# Point placement records
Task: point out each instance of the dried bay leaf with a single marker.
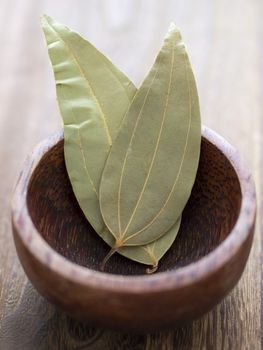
(151, 168)
(93, 96)
(71, 55)
(151, 253)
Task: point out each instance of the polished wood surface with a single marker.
(225, 45)
(202, 266)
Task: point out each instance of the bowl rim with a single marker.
(167, 280)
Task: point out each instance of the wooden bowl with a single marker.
(61, 253)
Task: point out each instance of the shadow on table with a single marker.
(37, 325)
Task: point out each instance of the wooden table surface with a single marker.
(225, 45)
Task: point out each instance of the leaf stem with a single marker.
(152, 269)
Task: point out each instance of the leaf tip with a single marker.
(174, 31)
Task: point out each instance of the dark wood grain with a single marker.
(202, 266)
(208, 217)
(225, 44)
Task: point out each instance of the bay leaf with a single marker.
(93, 96)
(151, 168)
(63, 43)
(151, 253)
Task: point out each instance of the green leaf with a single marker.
(151, 253)
(152, 165)
(93, 96)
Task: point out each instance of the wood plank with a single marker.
(225, 44)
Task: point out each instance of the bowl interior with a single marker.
(208, 217)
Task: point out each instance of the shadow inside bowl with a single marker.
(208, 217)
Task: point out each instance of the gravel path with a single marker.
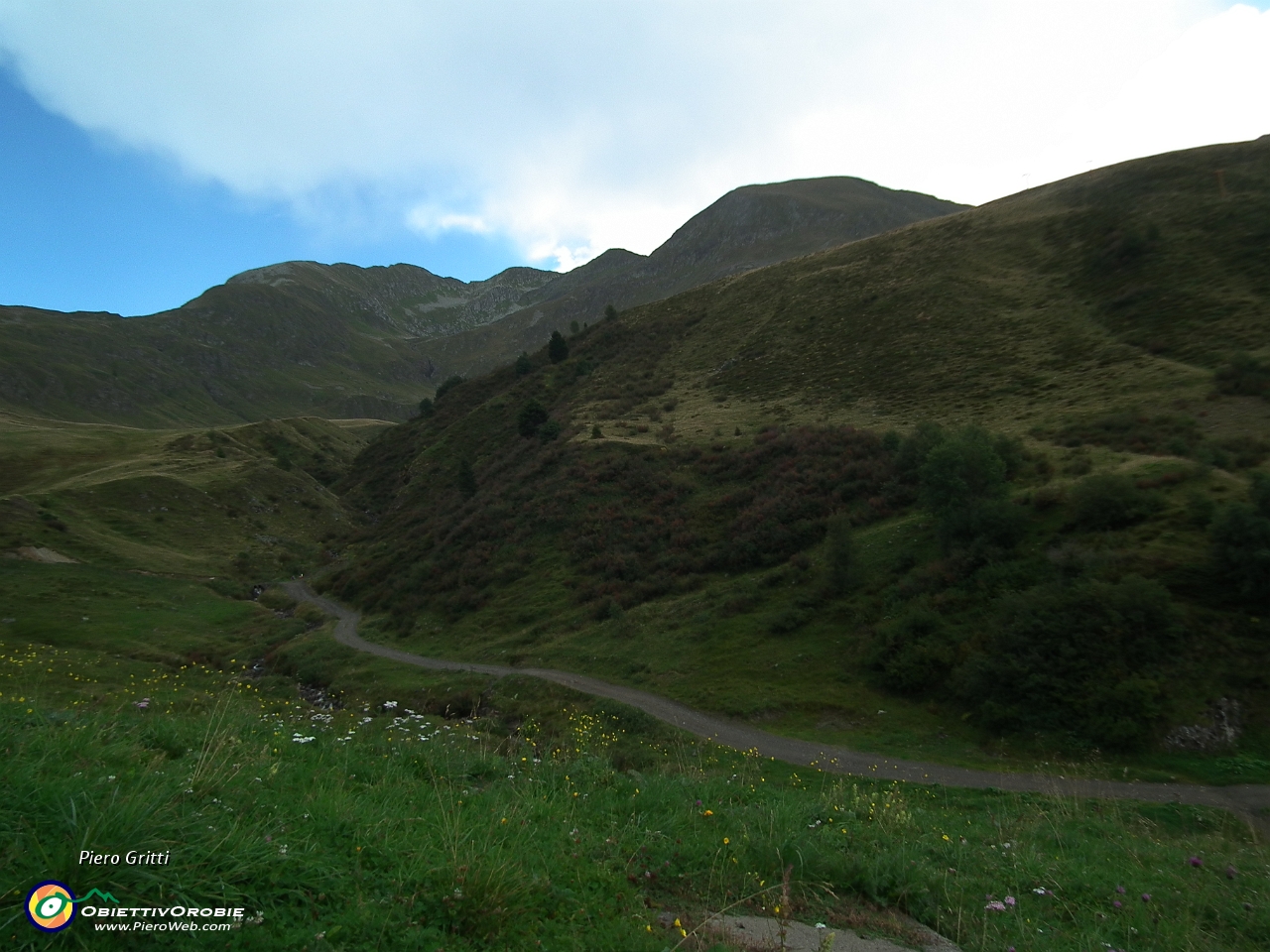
(1246, 800)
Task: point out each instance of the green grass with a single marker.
(572, 829)
(250, 502)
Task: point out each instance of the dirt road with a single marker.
(1246, 800)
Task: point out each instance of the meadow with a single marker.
(532, 817)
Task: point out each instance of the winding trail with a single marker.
(1245, 800)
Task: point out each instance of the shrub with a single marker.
(549, 430)
(451, 382)
(1241, 544)
(466, 479)
(961, 470)
(915, 653)
(839, 552)
(532, 416)
(983, 525)
(1109, 502)
(558, 348)
(911, 451)
(1080, 657)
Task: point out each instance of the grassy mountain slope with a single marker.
(749, 227)
(249, 502)
(672, 534)
(293, 339)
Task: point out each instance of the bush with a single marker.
(1241, 544)
(466, 479)
(532, 416)
(1080, 657)
(1109, 502)
(549, 430)
(983, 525)
(961, 470)
(839, 552)
(911, 451)
(558, 348)
(447, 386)
(915, 654)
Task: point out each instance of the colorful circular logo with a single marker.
(51, 906)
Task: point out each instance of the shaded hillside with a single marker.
(749, 227)
(295, 338)
(661, 497)
(248, 500)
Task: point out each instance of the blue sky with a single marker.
(93, 225)
(150, 149)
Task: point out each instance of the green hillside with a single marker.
(287, 340)
(303, 338)
(747, 229)
(663, 522)
(248, 502)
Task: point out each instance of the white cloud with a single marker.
(572, 127)
(434, 221)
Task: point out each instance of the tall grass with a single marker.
(391, 829)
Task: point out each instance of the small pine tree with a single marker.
(558, 348)
(466, 479)
(839, 552)
(532, 416)
(447, 386)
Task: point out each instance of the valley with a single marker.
(978, 488)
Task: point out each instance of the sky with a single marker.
(150, 149)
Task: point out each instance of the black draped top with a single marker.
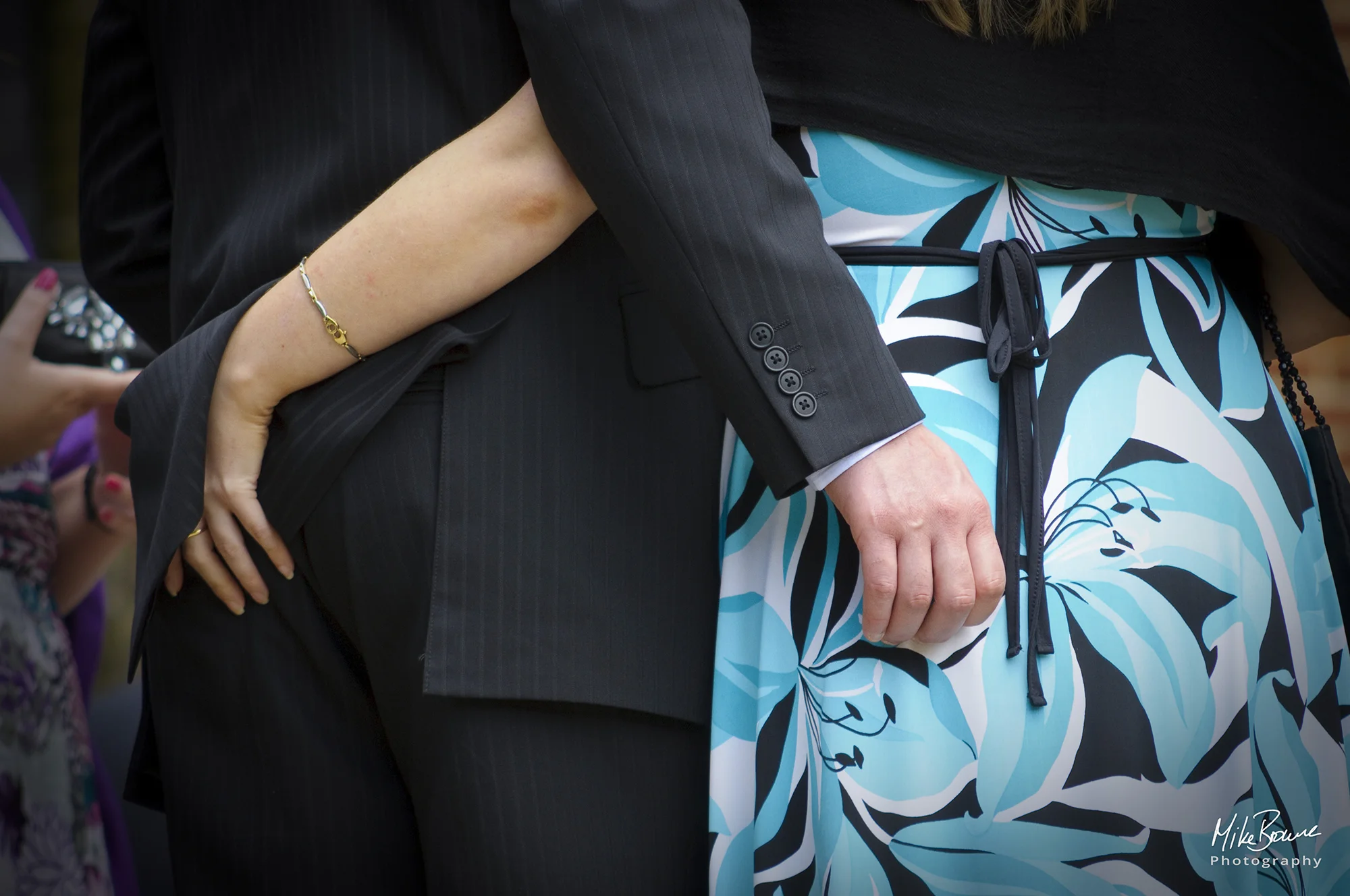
(1239, 106)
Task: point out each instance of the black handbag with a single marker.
(1329, 476)
(80, 329)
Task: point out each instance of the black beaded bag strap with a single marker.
(1290, 377)
(1328, 474)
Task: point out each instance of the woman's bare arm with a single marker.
(1305, 315)
(465, 222)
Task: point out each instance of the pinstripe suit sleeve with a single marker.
(657, 106)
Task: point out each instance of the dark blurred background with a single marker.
(41, 71)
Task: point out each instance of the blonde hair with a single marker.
(1043, 21)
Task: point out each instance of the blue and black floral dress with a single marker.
(1193, 736)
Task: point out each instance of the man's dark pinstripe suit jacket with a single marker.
(226, 138)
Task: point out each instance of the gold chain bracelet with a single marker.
(330, 325)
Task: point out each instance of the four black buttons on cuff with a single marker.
(789, 381)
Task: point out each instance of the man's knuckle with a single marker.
(962, 601)
(917, 601)
(990, 584)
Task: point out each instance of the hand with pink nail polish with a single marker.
(113, 499)
(40, 400)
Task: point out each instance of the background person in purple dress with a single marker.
(64, 517)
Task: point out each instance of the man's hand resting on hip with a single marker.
(929, 559)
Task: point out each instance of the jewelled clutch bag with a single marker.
(82, 329)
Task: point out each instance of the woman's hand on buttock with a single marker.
(237, 438)
(925, 536)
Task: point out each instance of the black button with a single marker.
(804, 404)
(776, 358)
(762, 335)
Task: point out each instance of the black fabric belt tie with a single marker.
(1012, 310)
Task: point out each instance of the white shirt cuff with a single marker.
(826, 476)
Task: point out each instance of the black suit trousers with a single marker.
(296, 752)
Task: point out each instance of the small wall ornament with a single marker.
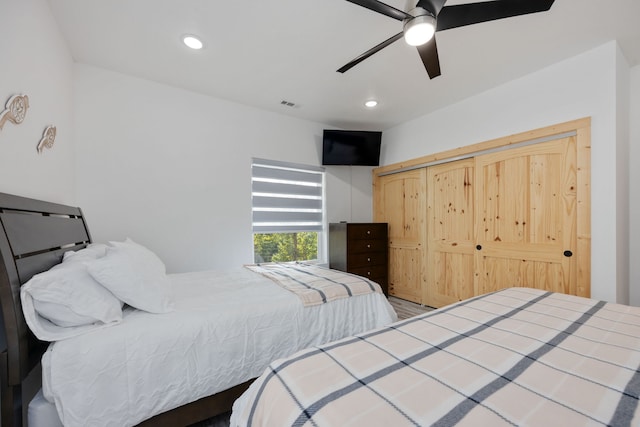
(15, 111)
(48, 138)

# Requirement
Copy out the lines of the records from the line with "Task: point out each instance of the black suit" through the end, keeping each one unchanged. Omit the pictures.

# Worked solution
Task: point out each instance of the black suit trousers with a single marker.
(296, 752)
Task: point out each instance of the small wall ornament with a single marker.
(15, 111)
(48, 138)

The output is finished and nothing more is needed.